[Location annotation dataset excerpts]
↓

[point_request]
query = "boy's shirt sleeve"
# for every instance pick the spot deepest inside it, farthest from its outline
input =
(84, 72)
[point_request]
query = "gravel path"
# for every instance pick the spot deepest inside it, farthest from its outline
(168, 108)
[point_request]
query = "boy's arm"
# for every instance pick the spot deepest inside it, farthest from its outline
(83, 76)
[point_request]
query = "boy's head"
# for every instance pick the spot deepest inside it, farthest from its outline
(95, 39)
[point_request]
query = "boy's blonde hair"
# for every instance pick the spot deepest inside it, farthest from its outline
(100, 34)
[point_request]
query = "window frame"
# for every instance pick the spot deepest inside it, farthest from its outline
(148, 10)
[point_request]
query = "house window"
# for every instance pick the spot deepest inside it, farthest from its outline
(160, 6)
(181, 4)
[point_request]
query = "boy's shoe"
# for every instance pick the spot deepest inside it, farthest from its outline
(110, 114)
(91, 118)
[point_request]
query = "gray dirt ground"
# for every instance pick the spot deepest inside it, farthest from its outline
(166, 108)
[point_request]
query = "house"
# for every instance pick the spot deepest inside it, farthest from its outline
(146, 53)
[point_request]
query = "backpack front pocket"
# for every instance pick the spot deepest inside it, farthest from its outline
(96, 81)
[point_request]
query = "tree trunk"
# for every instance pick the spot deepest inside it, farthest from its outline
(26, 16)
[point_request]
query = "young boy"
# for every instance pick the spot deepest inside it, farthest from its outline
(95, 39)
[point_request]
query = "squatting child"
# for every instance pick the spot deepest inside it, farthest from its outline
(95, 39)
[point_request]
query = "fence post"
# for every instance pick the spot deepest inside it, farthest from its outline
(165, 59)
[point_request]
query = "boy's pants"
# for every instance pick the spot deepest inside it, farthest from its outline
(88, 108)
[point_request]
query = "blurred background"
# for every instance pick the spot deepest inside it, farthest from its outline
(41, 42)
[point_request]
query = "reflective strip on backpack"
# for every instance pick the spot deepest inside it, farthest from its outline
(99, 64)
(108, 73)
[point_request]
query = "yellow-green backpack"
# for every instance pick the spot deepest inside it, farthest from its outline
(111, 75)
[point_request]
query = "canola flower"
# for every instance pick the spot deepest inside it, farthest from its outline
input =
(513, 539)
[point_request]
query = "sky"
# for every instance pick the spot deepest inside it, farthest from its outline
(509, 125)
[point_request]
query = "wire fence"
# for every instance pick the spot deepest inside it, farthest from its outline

↑

Repeat the data above, word for word.

=== SOLUTION TO THE PROBLEM ===
[point_request]
query = "boy's shirt sleeve"
# for every instance pick the spot deepest inside it, farthest from its outline
input =
(84, 72)
[point_request]
query = "gravel path"
# for every instance pick the spot deepest inside it, farthest from its outline
(168, 108)
[point_request]
query = "boy's arm"
# for every instance pick the spot deepest inside it, farthest from its outline
(83, 76)
[point_request]
query = "boy's head"
# for every instance pick the spot deepest inside it, farthest from its outline
(95, 39)
[point_request]
query = "boy's blonde hair"
# for every instance pick the spot deepest inside it, farthest from its outline
(100, 34)
[point_request]
query = "window frame"
# for every instance pick the spot deepest inside it, farthest from its outline
(148, 10)
[point_request]
query = "house window"
# for every instance pick the spot deepest inside it, farthest from its outline
(160, 6)
(181, 4)
[point_request]
query = "boy's shoe"
# for every instance pick the spot deepest inside it, farthest from its outline
(110, 114)
(91, 118)
[point_request]
query = "gray dirt ground"
# for every instance pick the spot deepest inside it, farthest from its outline
(166, 108)
[point_request]
query = "house"
# for every instance pick the spot deepest inside it, farthest from its outline
(146, 53)
[point_request]
query = "backpack front pocket"
# for every instance pick the spot deepest inside it, farthest from its outline
(96, 81)
[point_request]
query = "tree trunk"
# for every instance pick the spot deepest inside it, farthest from its outline
(26, 16)
[point_request]
query = "young boy"
# for every instance pick the spot deepest inside it, farthest from its outline
(95, 39)
[point_request]
query = "squatting child"
# for every instance pick the spot deepest inside it, farthest from its outline
(95, 39)
[point_request]
query = "fence post"
# for every instance pick the spot deepest inside it, farthest from its outline
(165, 59)
[point_request]
query = "boy's pants"
# for every instance pick the spot deepest inside it, farthest from its outline
(88, 108)
[point_request]
query = "blurred background"
# for every instance pick the spot deepest inside it, farthest from its outline
(41, 42)
[point_request]
query = "reflective strip on backpack"
# for every instance pick the spot deepest inside it, farthest from its outline
(99, 64)
(108, 73)
[point_request]
query = "yellow-green backpack"
# for every instance pick the spot deepest inside it, farthest from its outline
(111, 75)
[point_request]
query = "canola flower"
# for every instance pick the spot deepest inside it, farthest from its outline
input =
(513, 539)
[point_request]
query = "sky"
# for every instance pick the spot deepest inside it, farthest from its outline
(509, 125)
[point_request]
query = "wire fence"
# for every instance pick the spot deepest inside it, farthest from its outline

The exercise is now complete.